▶ _TASK_: Set down a true copy of the data, with all pictures left out.
(PROVIDED MATERIAL begins)
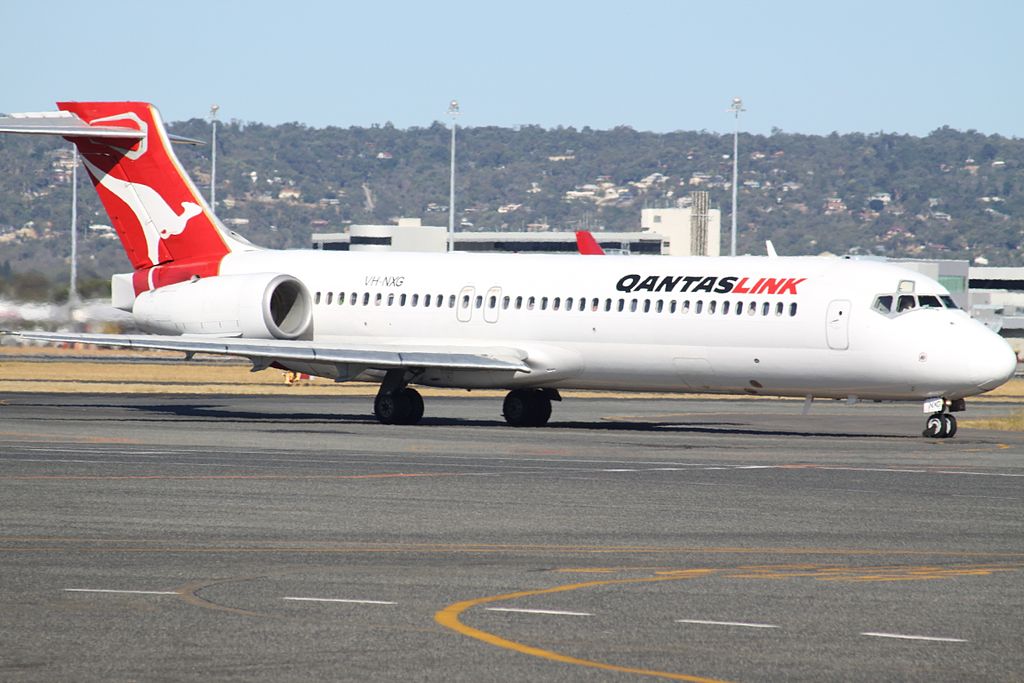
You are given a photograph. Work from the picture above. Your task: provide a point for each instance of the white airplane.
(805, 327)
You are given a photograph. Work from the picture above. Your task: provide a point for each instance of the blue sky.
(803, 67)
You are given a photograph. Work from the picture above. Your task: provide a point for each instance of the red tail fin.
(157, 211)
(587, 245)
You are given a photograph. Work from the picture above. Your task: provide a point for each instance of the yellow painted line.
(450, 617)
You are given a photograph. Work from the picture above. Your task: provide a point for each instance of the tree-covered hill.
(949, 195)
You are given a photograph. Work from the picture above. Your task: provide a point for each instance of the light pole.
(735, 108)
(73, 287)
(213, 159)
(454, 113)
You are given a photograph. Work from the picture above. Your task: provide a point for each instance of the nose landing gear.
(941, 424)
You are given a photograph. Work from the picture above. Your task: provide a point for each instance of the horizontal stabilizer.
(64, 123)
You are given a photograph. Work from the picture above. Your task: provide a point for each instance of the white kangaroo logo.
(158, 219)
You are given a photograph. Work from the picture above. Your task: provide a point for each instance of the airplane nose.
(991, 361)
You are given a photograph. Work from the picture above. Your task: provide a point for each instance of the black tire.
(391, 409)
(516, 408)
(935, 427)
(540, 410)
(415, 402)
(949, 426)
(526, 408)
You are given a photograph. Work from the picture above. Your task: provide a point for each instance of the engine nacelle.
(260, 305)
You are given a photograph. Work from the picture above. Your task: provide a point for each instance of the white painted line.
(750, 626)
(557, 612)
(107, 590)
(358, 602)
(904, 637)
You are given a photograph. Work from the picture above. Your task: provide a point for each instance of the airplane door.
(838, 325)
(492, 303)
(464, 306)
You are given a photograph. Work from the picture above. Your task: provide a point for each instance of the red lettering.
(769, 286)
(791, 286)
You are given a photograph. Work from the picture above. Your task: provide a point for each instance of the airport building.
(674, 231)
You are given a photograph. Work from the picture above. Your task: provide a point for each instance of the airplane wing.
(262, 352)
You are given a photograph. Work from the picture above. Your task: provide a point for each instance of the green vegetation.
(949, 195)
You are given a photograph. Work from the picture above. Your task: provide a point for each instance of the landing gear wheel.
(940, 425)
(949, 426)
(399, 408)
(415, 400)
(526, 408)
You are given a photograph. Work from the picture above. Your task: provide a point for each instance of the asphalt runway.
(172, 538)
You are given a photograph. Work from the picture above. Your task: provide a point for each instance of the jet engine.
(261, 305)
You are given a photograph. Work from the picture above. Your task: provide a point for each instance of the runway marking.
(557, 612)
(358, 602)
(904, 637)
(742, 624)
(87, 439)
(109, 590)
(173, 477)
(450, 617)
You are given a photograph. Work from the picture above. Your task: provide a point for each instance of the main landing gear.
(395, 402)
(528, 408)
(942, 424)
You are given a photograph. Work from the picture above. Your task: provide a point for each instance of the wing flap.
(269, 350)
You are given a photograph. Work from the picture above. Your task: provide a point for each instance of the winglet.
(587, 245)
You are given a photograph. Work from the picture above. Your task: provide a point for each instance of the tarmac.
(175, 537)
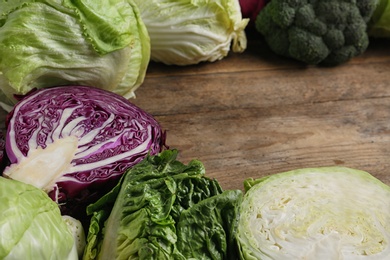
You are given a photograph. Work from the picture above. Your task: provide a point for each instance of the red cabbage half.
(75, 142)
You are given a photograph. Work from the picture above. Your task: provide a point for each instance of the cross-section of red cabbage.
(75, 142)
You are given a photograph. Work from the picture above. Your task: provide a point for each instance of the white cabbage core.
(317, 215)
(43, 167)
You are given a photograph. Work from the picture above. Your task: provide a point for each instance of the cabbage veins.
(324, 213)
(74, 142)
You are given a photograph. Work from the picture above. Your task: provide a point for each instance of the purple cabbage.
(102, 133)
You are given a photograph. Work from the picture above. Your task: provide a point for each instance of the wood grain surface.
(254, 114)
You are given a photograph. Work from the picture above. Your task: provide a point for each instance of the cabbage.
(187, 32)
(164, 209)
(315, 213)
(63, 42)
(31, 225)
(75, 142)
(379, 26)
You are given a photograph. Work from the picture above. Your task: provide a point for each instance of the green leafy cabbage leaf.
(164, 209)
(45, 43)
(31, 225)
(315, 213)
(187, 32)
(PROVIDED MATERIAL ends)
▶ _EXPECTED ANSWER_:
You are given a photograph. Work from the picture above. Your task: provide a point for each instance of the white airplane.
(805, 327)
You are given a photograph. Work from the picture above. Your task: provide a point for each instance of the blue sky.
(803, 67)
You are given a photograph. Work from the picture above. Your task: provide a point for each instance of the red tail fin.
(157, 211)
(587, 245)
You are given a photograph. Work from the picture above. Your task: provide a point for each instance of the yellow painted line.
(450, 617)
You are given a photograph. Work from the picture above. Your task: provide a point for each instance of the tree-covered hill.
(949, 195)
You are given a photograph. Work from the picture above. Your task: provide a point for each instance of the light pole.
(735, 108)
(73, 287)
(213, 159)
(454, 113)
You are given a photograph. Work from the picture above. Your task: provide a point for each instance of the nose landing gear.
(941, 424)
You are given a photograph. Work from the picture above. Your task: provide a point for each instance of the horizontal stabilizer.
(64, 123)
You are given a photograph. Work from the picture above. Your task: provide a point for each instance of the white kangaroo logo.
(158, 219)
You are given a photograph. Work from the picture above. Your task: provide a point for each instance of the airplane nose.
(991, 361)
You are given a photograph. Work from the picture above. Your task: provide a point for each instance of the black tire.
(391, 409)
(516, 408)
(935, 427)
(540, 410)
(415, 402)
(949, 426)
(526, 408)
You are given a photograph. Work from the picture above. Your task: provide a point for each instance of the engine nacelle.
(260, 305)
You are given a photograph. Work from the picture above. Your task: provide a point for each instance of the white painted line.
(750, 626)
(557, 612)
(107, 590)
(358, 602)
(904, 637)
You are given a photograph. Work from the picture above. Your task: provide a point for each instance of the airplane door.
(838, 325)
(492, 303)
(464, 306)
You are given a photograph. Work from the picture above. Your task: provide a point for each instance of the red lettering.
(769, 286)
(791, 286)
You are given a photograph. Work from the picture above. Your task: provide a point for each instance of the airport building.
(674, 231)
You are given a photograph. Work from the picture above. Your task: provide a point for each instance of the airplane wing.
(262, 352)
You are given a photograph. Work from the picture above. Your task: provide a point for each instance of the green vegetation.
(949, 195)
You are given a photograph. Work from the picture above. Your task: provide a point for each instance of the landing gear wheel.
(940, 425)
(949, 426)
(399, 408)
(415, 400)
(526, 408)
You are given a photograph. Work from the picture above. Your task: provide a point for each instance of the asphalt runway.
(172, 538)
You are given a photograph. Work from the picture above. Your task: provide a point for each instance of the jet engine.
(261, 305)
You are given a photograph. Work from the picture above. Your task: provide a point for each instance of the runway marking.
(557, 612)
(358, 602)
(904, 637)
(742, 624)
(87, 439)
(109, 590)
(173, 477)
(450, 617)
You are given a photograph. Work from the picture above. Your task: provide a point for each instance of the main landing gear.
(395, 402)
(528, 408)
(942, 424)
You are given a photograph. Work from the picture above. Your task: provide a point for each instance of the wing flap.
(269, 350)
You are given a photograph. Work from the picture above. Your task: provide a point for each instance of the winglet.
(587, 245)
You are given a photograph. Work from the picture above. Your task: provide a point for each instance of the tarmac.
(175, 537)
You are given a photograph. Work from the picture above. Your task: provide a point for each instance of the red cabbage half.
(75, 142)
You are given a photograph. Work from the picture above. Your task: provide a point for each instance of the cross-section of red cabbage.
(75, 142)
You are given a photograph. Work from the picture above. Your task: provide a point for each instance of the white cabbage core.
(317, 215)
(43, 167)
You are given a photograph. Work from the picture above. Your task: provide a point for each instance of the cabbage veins.
(324, 213)
(74, 142)
You are given a photograph. Work from the picture above. Your task: provide a point for each instance of the purple cabbage.
(102, 133)
You are given a photograph. Work from the picture above. Your task: provide a point for each instance of the wood grain surface.
(254, 114)
You are given a photograph. Work from the picture above. Your task: provide a point for each instance of the cabbage.
(187, 32)
(164, 209)
(315, 213)
(63, 42)
(31, 225)
(75, 142)
(379, 26)
You are given a photograph. Work from the picture above. Your task: provide a point for each instance of the green leafy cabbage leaf.
(164, 209)
(45, 43)
(31, 225)
(315, 213)
(187, 32)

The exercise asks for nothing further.